* GIVEN ENTRIES
>>>
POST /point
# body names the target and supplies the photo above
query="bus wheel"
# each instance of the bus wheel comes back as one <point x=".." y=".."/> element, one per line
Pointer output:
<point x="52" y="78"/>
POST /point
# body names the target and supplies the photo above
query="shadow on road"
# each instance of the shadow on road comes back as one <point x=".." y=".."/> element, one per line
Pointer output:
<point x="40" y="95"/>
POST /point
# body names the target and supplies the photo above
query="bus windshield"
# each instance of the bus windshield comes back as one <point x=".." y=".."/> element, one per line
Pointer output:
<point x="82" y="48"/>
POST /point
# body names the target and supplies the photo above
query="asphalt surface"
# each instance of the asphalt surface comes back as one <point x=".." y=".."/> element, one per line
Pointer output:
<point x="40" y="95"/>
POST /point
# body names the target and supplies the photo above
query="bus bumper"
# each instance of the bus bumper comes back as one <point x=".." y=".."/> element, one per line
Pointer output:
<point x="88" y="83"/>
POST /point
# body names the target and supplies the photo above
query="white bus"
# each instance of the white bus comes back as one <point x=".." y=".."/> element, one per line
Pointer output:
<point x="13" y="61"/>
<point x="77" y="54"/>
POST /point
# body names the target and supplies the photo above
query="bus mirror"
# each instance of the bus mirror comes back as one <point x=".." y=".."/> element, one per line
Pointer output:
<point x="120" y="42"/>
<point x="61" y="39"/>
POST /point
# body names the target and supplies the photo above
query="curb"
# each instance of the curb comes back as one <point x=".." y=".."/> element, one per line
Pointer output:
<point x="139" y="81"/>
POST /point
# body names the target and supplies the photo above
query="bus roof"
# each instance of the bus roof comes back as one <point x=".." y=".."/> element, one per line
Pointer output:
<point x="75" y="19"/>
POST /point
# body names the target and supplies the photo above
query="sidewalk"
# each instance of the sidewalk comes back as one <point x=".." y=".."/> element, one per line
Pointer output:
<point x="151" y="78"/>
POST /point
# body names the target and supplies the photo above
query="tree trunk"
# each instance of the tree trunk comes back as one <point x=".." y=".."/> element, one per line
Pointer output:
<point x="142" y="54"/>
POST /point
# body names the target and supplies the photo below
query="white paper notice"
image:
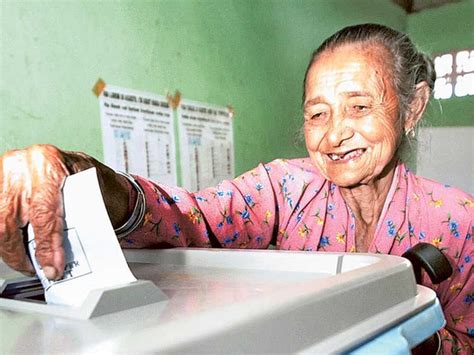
<<<
* REQUIREMENT
Locate each line in the records above that contains the string "mirror", and copy those lines in full.

* SOLVED PROBLEM
query="bus mirror"
# each instance of the bus mirror comes back as one <point x=".." y=".."/> element, one per line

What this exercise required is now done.